### YOUR TASK:
As the answer, give every line of the records that includes the word "detect".

### DATA SHOWN:
::::::::::

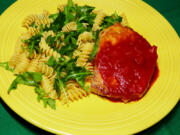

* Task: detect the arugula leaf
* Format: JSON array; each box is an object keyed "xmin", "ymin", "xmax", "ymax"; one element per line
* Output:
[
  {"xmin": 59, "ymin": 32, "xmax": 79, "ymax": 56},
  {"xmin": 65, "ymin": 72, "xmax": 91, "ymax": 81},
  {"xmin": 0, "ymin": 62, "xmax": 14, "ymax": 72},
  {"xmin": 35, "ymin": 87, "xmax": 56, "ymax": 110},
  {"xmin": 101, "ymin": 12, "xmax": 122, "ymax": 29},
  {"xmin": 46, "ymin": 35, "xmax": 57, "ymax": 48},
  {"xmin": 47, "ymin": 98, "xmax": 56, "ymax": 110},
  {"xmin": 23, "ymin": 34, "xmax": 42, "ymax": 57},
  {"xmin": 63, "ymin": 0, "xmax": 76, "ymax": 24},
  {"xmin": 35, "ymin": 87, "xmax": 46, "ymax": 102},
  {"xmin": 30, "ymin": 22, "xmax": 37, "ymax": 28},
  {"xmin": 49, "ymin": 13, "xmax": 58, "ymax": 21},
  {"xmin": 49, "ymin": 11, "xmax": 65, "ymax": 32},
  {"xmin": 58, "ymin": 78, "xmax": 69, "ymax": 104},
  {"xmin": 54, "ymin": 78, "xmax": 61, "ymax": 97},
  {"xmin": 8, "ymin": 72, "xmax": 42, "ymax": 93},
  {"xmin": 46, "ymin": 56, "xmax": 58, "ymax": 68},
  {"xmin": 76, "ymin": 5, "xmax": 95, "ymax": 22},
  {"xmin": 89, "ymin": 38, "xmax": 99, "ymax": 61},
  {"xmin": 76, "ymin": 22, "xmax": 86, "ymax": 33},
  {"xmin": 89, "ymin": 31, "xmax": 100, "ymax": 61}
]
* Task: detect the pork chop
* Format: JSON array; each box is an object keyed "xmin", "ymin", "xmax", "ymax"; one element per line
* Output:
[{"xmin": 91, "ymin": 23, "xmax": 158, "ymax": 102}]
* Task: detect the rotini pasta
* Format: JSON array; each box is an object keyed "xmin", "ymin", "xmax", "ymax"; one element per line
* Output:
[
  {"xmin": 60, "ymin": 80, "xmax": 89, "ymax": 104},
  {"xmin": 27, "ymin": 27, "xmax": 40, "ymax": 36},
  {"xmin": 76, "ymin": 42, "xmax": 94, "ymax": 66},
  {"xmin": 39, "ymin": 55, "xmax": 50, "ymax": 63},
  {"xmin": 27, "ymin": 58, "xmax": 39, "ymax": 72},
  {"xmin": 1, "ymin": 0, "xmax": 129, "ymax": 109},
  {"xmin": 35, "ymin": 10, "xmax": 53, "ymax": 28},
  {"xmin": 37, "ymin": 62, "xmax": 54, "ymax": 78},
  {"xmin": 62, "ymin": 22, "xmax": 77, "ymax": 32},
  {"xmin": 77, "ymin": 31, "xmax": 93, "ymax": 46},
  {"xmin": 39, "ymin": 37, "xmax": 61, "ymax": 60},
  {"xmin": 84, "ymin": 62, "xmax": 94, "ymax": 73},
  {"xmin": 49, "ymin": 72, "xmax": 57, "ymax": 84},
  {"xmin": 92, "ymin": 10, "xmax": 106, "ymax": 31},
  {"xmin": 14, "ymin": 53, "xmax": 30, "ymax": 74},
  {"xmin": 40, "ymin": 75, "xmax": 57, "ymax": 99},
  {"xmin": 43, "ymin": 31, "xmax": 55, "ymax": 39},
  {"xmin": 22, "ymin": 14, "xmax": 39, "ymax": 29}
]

::::::::::

### ANSWER BOX:
* Task: detect the arugula leaf
* Task: detect the pork chop
* Task: detect the rotini pasta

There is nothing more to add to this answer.